> **Exercise task 1**: According to the EDA project page, how many rows does the tips dataset contain?
> **Exercise task 2**: Copy the EDA project page word for word from "Project deliverable" to "a U.S. restaurant.".

3.6.1 Hands-on Project: Exploratory Data Analysis (EDA)

EDA exploratory data analysis workflow

Project focus

This is a comprehensive hands-on project for Data Analysis and Visualization. You will use the NumPy, Pandas, and Matplotlib/Seaborn knowledge you learned earlier to perform a complete exploratory data analysis on a real dataset.

First, build a map

When doing an EDA project for the first time, the safest sequence is not “draw all the charts first,” but to first understand:

So what this project really trains is:

not whether you can make a few charts
but whether you can turn “look at the data -> reach conclusions” into a complete chain

Project overview

Exploratory Data Analysis (EDA) is the first step in a data science project — before modeling, use statistics and visualization to “get to know” the data.

A beginner-friendly overall analogy

You can think of EDA as:

a site survey before actually building a model

You wouldn’t start working before you’ve clearly seen the terrain. Likewise, in a data project, you shouldn’t rush into modeling before you’ve understood:

the distribution
missing values
outliers
relationships between variables

Skills you will practice

Skill	Corresponding chapter
Pandas data loading and cleaning	Chapter 3
Statistical summaries and grouped aggregation	Chapter 3
Matplotlib / Seaborn visualization	Chapter 4
NumPy numerical computation	Chapter 2

Project deliverable

After finishing, you will have a complete EDA report (a Jupyter Notebook) that includes a data overview, cleaning process, statistical findings, and visual charts.

Project setup

Dataset selection

We will use Seaborn’s built-in tips dataset — a record of tips from a U.S. restaurant.

Field	Meaning	Type
`total_bill`	Total bill amount (USD)	Continuous
`tip`	Tip amount (USD)	Continuous
`sex`	Customer gender	Categorical
`smoker`	Smoker or not	Categorical
`day`	Day of the week	Categorical
`time`	Lunch/Dinner	Categorical
`size`	Party size	Discrete

Why choose this dataset?

Built in, no download required, can be loaded with one line of code
Rich variable types (continuous + categorical)
Moderate size (244 rows), great for learning
Easy-to-understand business context — everyone has been to a restaurant

Environment setup

# Import all required libraries
import numpy as np
import pandas as pd
import matplotlib.pyplot as plt
import seaborn as sns

# Configure Chinese font display (macOS)

> **Stored rows**:
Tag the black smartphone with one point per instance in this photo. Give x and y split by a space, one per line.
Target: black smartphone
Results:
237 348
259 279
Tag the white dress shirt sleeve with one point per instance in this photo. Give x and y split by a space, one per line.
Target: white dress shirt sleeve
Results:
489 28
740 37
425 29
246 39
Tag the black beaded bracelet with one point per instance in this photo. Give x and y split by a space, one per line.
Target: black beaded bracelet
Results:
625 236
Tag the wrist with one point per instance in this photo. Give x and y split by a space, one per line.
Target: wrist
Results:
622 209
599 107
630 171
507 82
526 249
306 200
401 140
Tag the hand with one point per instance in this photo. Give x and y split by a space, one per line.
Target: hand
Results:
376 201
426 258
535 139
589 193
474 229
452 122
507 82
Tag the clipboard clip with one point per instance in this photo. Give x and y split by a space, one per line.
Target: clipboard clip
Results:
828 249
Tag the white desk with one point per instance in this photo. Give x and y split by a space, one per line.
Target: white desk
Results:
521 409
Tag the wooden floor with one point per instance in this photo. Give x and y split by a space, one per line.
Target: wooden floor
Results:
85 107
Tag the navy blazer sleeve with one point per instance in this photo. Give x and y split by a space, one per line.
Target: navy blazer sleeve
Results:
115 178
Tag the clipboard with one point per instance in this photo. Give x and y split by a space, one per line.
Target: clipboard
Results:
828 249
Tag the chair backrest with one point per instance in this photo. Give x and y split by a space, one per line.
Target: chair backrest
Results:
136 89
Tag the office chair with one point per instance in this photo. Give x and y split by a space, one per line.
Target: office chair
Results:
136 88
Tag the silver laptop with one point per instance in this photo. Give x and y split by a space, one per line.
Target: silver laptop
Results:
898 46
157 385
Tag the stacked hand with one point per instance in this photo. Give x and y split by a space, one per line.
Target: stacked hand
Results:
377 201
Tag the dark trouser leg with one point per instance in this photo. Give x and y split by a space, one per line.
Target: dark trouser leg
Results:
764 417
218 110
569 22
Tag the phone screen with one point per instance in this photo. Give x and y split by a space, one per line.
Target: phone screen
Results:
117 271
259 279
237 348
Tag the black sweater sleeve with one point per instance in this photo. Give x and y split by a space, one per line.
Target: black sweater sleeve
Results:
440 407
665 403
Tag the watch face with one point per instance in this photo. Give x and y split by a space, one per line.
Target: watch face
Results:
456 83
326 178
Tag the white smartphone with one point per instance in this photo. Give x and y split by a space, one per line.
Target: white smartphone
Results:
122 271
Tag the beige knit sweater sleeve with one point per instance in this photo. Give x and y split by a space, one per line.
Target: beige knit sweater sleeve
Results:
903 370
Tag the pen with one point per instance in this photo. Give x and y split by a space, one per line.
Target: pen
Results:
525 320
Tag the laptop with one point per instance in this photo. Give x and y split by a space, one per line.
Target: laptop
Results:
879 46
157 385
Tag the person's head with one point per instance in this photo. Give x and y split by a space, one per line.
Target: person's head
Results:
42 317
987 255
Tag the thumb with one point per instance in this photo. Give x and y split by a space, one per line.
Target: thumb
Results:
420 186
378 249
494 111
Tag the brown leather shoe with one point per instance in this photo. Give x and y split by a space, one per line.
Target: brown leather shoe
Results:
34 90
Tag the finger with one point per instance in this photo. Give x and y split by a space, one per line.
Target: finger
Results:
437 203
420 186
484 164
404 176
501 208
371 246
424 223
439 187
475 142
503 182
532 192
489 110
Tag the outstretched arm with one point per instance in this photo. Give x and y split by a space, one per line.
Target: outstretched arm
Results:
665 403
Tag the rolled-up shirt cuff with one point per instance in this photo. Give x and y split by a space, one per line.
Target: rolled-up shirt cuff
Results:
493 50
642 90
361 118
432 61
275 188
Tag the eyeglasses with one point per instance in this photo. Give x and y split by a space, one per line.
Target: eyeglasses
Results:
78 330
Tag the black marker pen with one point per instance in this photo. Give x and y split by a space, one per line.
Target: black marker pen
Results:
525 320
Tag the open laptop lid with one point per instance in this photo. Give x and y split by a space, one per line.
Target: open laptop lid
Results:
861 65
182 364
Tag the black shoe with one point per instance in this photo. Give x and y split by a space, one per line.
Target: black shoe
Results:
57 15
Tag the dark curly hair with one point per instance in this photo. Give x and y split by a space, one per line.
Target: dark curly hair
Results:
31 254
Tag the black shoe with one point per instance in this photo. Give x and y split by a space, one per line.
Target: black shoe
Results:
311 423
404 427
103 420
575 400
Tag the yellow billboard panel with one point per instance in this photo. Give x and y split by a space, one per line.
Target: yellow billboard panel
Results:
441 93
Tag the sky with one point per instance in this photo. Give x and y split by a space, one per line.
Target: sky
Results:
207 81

> **Final answer 1**: The tips dataset contains 244 rows.

> **Final answer 2**:
Project deliverable

After finishing, you will have a complete EDA report (a Jupyter Notebook) that includes a data overview, cleaning process, statistical findings, and visual charts.

Project setup

Dataset selection

We will use Seaborn’s built-in tips dataset — a record of tips from a U.S. restaurant.